In the listing below, copy out every line from the one containing "Output form: <point>144,258</point>" down to the one containing "<point>174,274</point>", including both of those lines, with each line unchanged.

## BEGIN Stored rows

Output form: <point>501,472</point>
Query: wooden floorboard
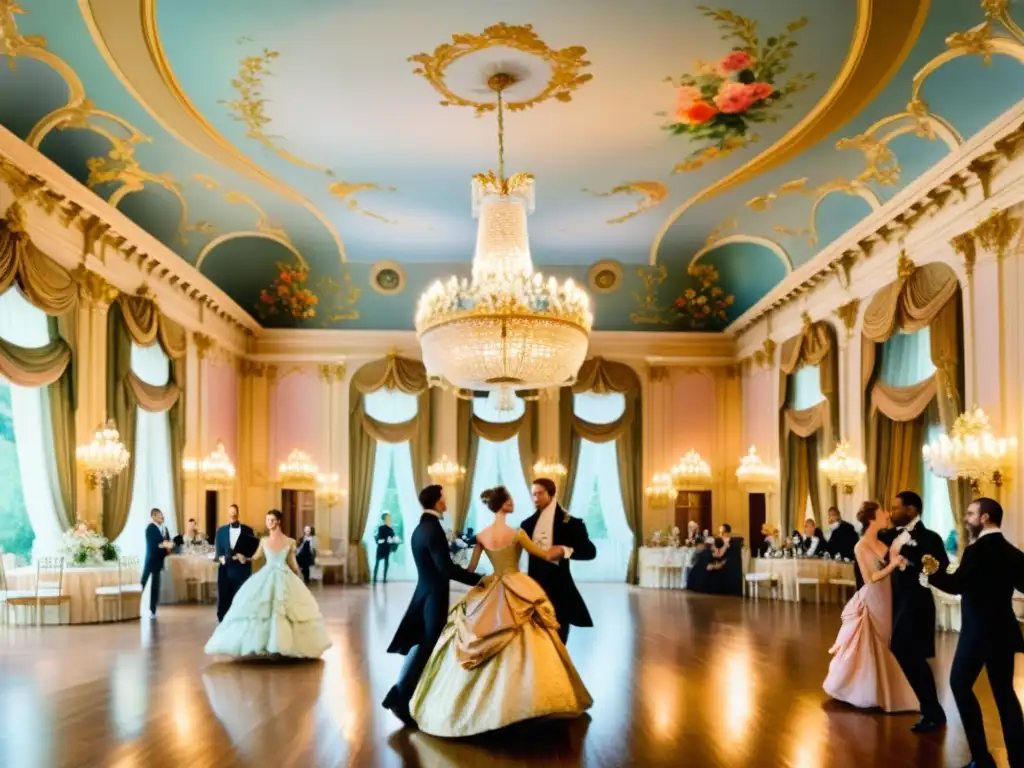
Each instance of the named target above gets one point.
<point>678,679</point>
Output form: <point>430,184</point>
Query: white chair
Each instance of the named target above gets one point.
<point>128,573</point>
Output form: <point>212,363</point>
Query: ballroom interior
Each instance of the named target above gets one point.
<point>295,257</point>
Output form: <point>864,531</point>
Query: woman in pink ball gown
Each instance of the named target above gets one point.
<point>863,672</point>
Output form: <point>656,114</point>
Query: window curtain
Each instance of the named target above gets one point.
<point>601,377</point>
<point>926,297</point>
<point>396,374</point>
<point>137,321</point>
<point>808,420</point>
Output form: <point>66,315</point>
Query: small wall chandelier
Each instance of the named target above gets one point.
<point>843,470</point>
<point>298,470</point>
<point>972,452</point>
<point>691,472</point>
<point>104,458</point>
<point>660,494</point>
<point>754,474</point>
<point>445,472</point>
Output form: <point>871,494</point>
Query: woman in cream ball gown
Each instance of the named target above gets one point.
<point>499,660</point>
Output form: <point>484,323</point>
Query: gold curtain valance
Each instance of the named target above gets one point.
<point>150,397</point>
<point>43,282</point>
<point>34,367</point>
<point>903,403</point>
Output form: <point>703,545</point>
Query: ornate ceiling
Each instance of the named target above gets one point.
<point>314,159</point>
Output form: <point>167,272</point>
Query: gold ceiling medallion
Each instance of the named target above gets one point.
<point>565,65</point>
<point>651,195</point>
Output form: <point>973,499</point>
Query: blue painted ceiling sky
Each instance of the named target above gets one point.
<point>707,150</point>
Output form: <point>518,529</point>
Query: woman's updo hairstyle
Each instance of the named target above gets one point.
<point>495,498</point>
<point>866,512</point>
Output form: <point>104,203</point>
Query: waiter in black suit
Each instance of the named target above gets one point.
<point>990,636</point>
<point>233,546</point>
<point>552,525</point>
<point>158,544</point>
<point>912,640</point>
<point>424,620</point>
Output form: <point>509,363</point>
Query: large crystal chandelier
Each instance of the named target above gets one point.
<point>507,329</point>
<point>104,458</point>
<point>972,452</point>
<point>842,469</point>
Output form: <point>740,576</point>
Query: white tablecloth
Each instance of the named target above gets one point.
<point>665,567</point>
<point>80,585</point>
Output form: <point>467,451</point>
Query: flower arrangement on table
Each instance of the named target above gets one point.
<point>288,294</point>
<point>723,100</point>
<point>86,548</point>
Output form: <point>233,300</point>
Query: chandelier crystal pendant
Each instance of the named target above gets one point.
<point>971,452</point>
<point>842,469</point>
<point>691,472</point>
<point>298,470</point>
<point>445,472</point>
<point>507,329</point>
<point>754,474</point>
<point>104,458</point>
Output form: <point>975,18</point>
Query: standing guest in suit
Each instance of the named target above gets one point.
<point>990,636</point>
<point>385,540</point>
<point>552,525</point>
<point>236,543</point>
<point>305,554</point>
<point>912,640</point>
<point>158,544</point>
<point>424,620</point>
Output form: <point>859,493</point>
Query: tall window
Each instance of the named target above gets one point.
<point>393,491</point>
<point>597,494</point>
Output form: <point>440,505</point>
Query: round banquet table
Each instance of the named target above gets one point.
<point>179,569</point>
<point>79,585</point>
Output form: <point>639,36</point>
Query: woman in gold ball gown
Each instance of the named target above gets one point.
<point>499,660</point>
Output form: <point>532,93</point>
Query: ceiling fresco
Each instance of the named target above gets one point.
<point>313,159</point>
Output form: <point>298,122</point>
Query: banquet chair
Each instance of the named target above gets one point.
<point>128,574</point>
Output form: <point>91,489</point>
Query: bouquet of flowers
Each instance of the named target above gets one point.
<point>87,548</point>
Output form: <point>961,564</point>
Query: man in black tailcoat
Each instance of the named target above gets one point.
<point>549,526</point>
<point>424,620</point>
<point>912,640</point>
<point>990,637</point>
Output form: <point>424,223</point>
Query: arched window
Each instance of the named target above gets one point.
<point>597,494</point>
<point>29,522</point>
<point>393,491</point>
<point>153,484</point>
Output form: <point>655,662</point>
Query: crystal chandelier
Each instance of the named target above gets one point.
<point>973,453</point>
<point>445,472</point>
<point>507,329</point>
<point>104,458</point>
<point>299,469</point>
<point>692,471</point>
<point>843,470</point>
<point>754,473</point>
<point>660,494</point>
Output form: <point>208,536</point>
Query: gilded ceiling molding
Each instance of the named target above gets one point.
<point>128,39</point>
<point>882,30</point>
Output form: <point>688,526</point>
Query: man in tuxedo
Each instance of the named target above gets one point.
<point>990,636</point>
<point>912,640</point>
<point>158,544</point>
<point>548,526</point>
<point>424,620</point>
<point>305,555</point>
<point>233,546</point>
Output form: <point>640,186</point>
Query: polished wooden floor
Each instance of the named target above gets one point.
<point>678,679</point>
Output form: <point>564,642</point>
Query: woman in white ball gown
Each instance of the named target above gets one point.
<point>274,613</point>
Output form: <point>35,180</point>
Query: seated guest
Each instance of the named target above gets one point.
<point>842,536</point>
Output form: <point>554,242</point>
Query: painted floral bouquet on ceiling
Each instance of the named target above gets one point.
<point>723,101</point>
<point>288,295</point>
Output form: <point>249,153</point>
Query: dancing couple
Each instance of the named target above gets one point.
<point>888,633</point>
<point>499,656</point>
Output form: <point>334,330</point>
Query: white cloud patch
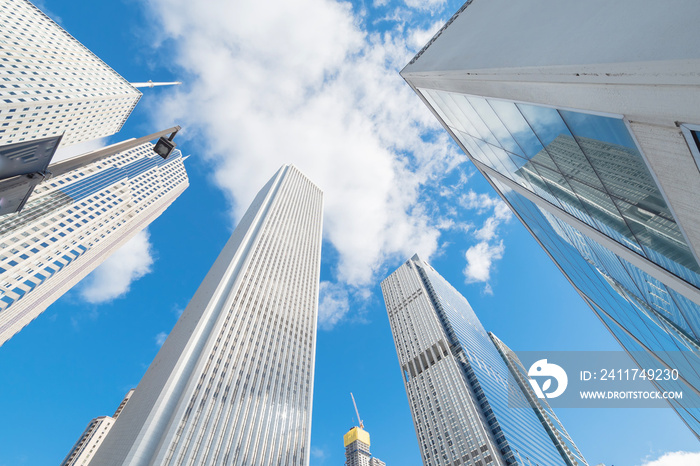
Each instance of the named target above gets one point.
<point>490,248</point>
<point>429,5</point>
<point>160,339</point>
<point>678,458</point>
<point>318,453</point>
<point>333,304</point>
<point>267,84</point>
<point>113,278</point>
<point>480,259</point>
<point>63,153</point>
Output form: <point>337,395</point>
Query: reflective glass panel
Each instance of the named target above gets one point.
<point>588,165</point>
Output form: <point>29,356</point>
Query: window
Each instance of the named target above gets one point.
<point>692,137</point>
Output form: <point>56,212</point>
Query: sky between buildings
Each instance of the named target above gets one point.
<point>314,83</point>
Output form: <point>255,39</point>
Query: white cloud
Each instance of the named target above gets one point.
<point>160,339</point>
<point>333,304</point>
<point>678,458</point>
<point>63,153</point>
<point>480,258</point>
<point>113,278</point>
<point>318,453</point>
<point>430,5</point>
<point>266,84</point>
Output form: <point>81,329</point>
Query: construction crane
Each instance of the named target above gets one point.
<point>362,426</point>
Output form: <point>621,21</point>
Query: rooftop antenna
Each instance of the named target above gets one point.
<point>362,426</point>
<point>152,84</point>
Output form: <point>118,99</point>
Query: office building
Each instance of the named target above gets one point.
<point>84,449</point>
<point>357,453</point>
<point>52,85</point>
<point>233,382</point>
<point>74,222</point>
<point>463,396</point>
<point>584,117</point>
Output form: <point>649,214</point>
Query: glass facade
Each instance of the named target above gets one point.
<point>458,384</point>
<point>589,166</point>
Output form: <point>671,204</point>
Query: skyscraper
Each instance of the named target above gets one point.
<point>233,382</point>
<point>75,221</point>
<point>458,383</point>
<point>356,442</point>
<point>51,84</point>
<point>591,136</point>
<point>92,437</point>
<point>357,453</point>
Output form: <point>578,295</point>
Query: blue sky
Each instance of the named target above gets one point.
<point>314,83</point>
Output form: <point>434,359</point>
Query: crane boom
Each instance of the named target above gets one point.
<point>356,411</point>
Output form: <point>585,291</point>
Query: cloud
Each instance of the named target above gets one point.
<point>333,304</point>
<point>490,248</point>
<point>266,84</point>
<point>480,258</point>
<point>113,278</point>
<point>430,5</point>
<point>678,458</point>
<point>318,453</point>
<point>63,153</point>
<point>160,339</point>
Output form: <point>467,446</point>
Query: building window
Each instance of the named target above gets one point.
<point>692,136</point>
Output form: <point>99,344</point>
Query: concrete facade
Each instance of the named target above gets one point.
<point>233,382</point>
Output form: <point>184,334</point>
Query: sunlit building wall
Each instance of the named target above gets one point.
<point>74,222</point>
<point>584,116</point>
<point>233,382</point>
<point>51,84</point>
<point>464,399</point>
<point>85,448</point>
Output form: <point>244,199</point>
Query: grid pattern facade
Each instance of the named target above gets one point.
<point>592,146</point>
<point>50,84</point>
<point>357,454</point>
<point>456,381</point>
<point>587,167</point>
<point>85,448</point>
<point>233,382</point>
<point>73,222</point>
<point>551,423</point>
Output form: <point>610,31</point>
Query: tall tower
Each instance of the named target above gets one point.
<point>457,382</point>
<point>233,382</point>
<point>592,138</point>
<point>52,85</point>
<point>356,442</point>
<point>74,222</point>
<point>87,445</point>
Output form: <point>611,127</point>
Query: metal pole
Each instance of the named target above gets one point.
<point>65,166</point>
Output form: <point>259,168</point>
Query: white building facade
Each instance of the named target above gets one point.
<point>51,85</point>
<point>233,382</point>
<point>458,384</point>
<point>74,222</point>
<point>584,117</point>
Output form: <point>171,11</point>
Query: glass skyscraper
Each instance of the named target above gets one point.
<point>462,383</point>
<point>233,382</point>
<point>591,137</point>
<point>74,222</point>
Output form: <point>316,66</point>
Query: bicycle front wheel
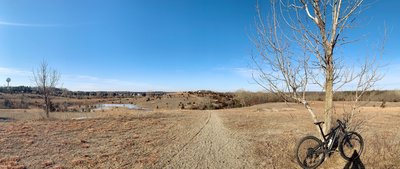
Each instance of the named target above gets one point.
<point>351,146</point>
<point>309,152</point>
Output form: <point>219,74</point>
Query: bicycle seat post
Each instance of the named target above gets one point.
<point>320,128</point>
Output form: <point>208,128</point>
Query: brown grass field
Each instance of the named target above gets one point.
<point>261,136</point>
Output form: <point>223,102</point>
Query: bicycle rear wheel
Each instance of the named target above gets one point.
<point>351,146</point>
<point>309,152</point>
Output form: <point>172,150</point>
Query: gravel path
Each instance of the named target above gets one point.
<point>213,146</point>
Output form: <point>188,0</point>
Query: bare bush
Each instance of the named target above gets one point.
<point>46,79</point>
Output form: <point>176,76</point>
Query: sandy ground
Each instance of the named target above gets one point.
<point>212,147</point>
<point>262,136</point>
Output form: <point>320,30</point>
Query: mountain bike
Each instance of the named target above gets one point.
<point>311,151</point>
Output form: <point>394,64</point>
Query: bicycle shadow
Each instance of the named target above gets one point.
<point>354,162</point>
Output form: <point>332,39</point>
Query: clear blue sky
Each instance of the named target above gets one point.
<point>143,45</point>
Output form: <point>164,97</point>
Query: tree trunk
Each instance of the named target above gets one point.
<point>328,91</point>
<point>46,102</point>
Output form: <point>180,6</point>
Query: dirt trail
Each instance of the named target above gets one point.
<point>213,146</point>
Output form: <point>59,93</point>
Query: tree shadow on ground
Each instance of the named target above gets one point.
<point>354,162</point>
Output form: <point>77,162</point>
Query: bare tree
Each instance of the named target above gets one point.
<point>46,79</point>
<point>296,43</point>
<point>8,80</point>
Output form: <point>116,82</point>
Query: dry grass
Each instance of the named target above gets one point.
<point>275,129</point>
<point>123,138</point>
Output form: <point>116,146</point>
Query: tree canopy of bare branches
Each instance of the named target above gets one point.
<point>296,42</point>
<point>46,79</point>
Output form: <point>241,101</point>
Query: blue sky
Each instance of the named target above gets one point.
<point>143,45</point>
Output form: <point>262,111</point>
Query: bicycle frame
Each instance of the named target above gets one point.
<point>332,137</point>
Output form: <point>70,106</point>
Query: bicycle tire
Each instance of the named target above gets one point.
<point>348,142</point>
<point>310,153</point>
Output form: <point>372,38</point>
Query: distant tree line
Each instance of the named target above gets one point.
<point>62,92</point>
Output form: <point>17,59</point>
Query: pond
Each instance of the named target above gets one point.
<point>110,106</point>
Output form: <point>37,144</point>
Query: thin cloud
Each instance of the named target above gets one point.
<point>14,72</point>
<point>17,24</point>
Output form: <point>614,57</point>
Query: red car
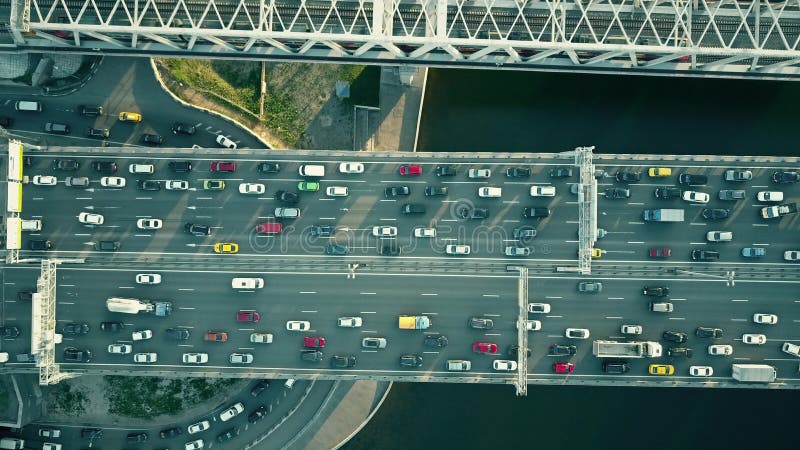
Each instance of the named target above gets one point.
<point>660,252</point>
<point>413,170</point>
<point>247,315</point>
<point>484,348</point>
<point>313,342</point>
<point>563,367</point>
<point>223,166</point>
<point>216,336</point>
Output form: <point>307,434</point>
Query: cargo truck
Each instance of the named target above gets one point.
<point>663,215</point>
<point>614,349</point>
<point>754,373</point>
<point>136,306</point>
<point>414,322</point>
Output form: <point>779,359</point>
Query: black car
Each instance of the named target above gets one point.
<point>170,433</point>
<point>535,212</point>
<point>716,213</point>
<point>73,354</point>
<point>75,329</point>
<point>410,360</point>
<point>561,350</point>
<point>197,230</point>
<point>40,244</point>
<point>432,191</point>
<point>705,255</point>
<point>435,340</point>
<point>182,128</point>
<point>108,167</point>
<point>149,185</point>
<point>655,291</point>
<point>480,323</point>
<point>518,172</point>
<point>112,326</point>
<point>180,166</point>
<point>67,165</point>
<point>343,361</point>
<point>179,334</point>
<point>617,193</point>
<point>615,367</point>
<point>708,332</point>
<point>394,191</point>
<point>560,172</point>
<point>692,179</point>
<point>676,352</point>
<point>152,139</point>
<point>269,167</point>
<point>312,355</point>
<point>784,176</point>
<point>629,177</point>
<point>674,336</point>
<point>445,171</point>
<point>257,414</point>
<point>286,197</point>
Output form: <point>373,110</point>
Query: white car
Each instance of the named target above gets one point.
<point>142,335</point>
<point>261,338</point>
<point>149,224</point>
<point>225,142</point>
<point>349,322</point>
<point>769,196</point>
<point>701,371</point>
<point>351,168</point>
<point>754,339</point>
<point>195,358</point>
<point>252,188</point>
<point>631,329</point>
<point>424,232</point>
<point>177,185</point>
<point>112,182</point>
<point>120,349</point>
<point>199,426</point>
<point>538,308</point>
<point>454,249</point>
<point>45,180</point>
<point>145,357</point>
<point>720,349</point>
<point>543,191</point>
<point>490,192</point>
<point>90,218</point>
<point>719,236</point>
<point>231,412</point>
<point>298,325</point>
<point>695,197</point>
<point>504,365</point>
<point>148,278</point>
<point>383,231</point>
<point>769,319</point>
<point>337,191</point>
<point>577,333</point>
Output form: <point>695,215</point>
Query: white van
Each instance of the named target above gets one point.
<point>312,170</point>
<point>28,106</point>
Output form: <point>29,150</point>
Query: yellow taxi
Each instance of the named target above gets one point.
<point>130,117</point>
<point>661,369</point>
<point>226,247</point>
<point>656,172</point>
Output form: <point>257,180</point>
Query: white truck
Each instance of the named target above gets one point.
<point>136,306</point>
<point>614,349</point>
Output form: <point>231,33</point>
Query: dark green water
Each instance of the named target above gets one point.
<point>512,111</point>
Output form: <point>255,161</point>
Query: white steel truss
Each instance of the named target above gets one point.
<point>751,38</point>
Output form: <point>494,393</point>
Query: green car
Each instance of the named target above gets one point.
<point>308,186</point>
<point>214,185</point>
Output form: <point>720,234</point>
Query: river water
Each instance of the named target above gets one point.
<point>468,110</point>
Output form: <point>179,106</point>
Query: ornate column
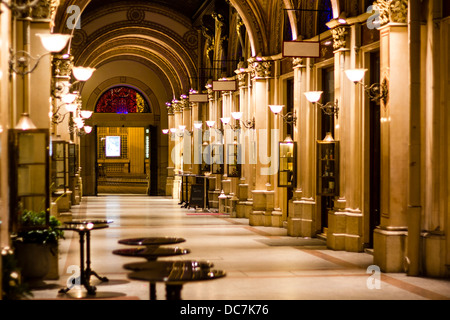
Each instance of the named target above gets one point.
<point>263,194</point>
<point>302,219</point>
<point>390,236</point>
<point>243,206</point>
<point>171,167</point>
<point>61,74</point>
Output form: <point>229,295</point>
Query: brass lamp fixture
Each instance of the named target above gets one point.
<point>329,108</point>
<point>289,117</point>
<point>376,91</point>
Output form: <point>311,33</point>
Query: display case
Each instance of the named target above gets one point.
<point>217,166</point>
<point>60,166</point>
<point>287,163</point>
<point>234,160</point>
<point>327,168</point>
<point>29,174</point>
<point>73,159</point>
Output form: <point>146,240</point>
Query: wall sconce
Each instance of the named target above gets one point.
<point>86,130</point>
<point>329,108</point>
<point>290,117</point>
<point>20,61</point>
<point>82,73</point>
<point>182,130</point>
<point>249,124</point>
<point>376,91</point>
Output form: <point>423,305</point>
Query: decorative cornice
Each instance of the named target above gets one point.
<point>395,11</point>
<point>62,66</point>
<point>339,34</point>
<point>261,69</point>
<point>298,63</point>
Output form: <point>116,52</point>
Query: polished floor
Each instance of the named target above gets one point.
<point>261,263</point>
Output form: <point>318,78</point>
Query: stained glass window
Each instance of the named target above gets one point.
<point>122,100</point>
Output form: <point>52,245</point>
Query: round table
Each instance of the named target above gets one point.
<point>151,253</point>
<point>151,241</point>
<point>175,274</point>
<point>84,227</point>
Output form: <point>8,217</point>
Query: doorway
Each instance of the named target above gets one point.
<point>326,125</point>
<point>375,151</point>
<point>123,160</point>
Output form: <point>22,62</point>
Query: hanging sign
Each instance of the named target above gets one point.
<point>198,97</point>
<point>224,85</point>
<point>304,49</point>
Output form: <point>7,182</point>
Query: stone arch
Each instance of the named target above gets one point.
<point>137,84</point>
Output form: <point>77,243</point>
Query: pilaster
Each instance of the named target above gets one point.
<point>390,236</point>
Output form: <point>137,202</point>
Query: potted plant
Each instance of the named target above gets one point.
<point>12,286</point>
<point>36,247</point>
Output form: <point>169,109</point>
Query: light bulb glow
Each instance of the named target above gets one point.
<point>236,115</point>
<point>82,73</point>
<point>276,108</point>
<point>85,114</point>
<point>313,96</point>
<point>355,75</point>
<point>54,42</point>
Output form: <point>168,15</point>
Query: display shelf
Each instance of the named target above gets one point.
<point>29,174</point>
<point>287,163</point>
<point>327,168</point>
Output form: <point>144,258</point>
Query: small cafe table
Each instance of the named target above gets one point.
<point>151,253</point>
<point>151,241</point>
<point>84,227</point>
<point>152,250</point>
<point>174,274</point>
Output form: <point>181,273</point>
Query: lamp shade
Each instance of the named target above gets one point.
<point>68,97</point>
<point>85,114</point>
<point>225,120</point>
<point>82,73</point>
<point>236,115</point>
<point>355,75</point>
<point>198,125</point>
<point>25,122</point>
<point>276,108</point>
<point>328,137</point>
<point>313,96</point>
<point>71,107</point>
<point>54,42</point>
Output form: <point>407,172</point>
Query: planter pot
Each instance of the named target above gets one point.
<point>36,261</point>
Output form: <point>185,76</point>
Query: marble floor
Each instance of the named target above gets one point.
<point>261,263</point>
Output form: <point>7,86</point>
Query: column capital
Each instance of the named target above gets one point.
<point>392,11</point>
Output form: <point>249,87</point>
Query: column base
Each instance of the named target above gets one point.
<point>343,231</point>
<point>301,222</point>
<point>434,263</point>
<point>389,249</point>
<point>256,218</point>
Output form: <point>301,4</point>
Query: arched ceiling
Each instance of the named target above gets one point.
<point>164,37</point>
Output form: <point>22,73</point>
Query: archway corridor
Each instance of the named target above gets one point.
<point>261,263</point>
<point>123,164</point>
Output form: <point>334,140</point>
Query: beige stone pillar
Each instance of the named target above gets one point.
<point>302,218</point>
<point>6,117</point>
<point>263,194</point>
<point>171,145</point>
<point>390,236</point>
<point>345,220</point>
<point>244,185</point>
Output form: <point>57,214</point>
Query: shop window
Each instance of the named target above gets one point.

## END Stored rows

Problem solution ::
Output form: <point>144,258</point>
Query: small cafe table
Each instance of the named target above gets one point.
<point>151,253</point>
<point>151,241</point>
<point>84,227</point>
<point>152,250</point>
<point>174,274</point>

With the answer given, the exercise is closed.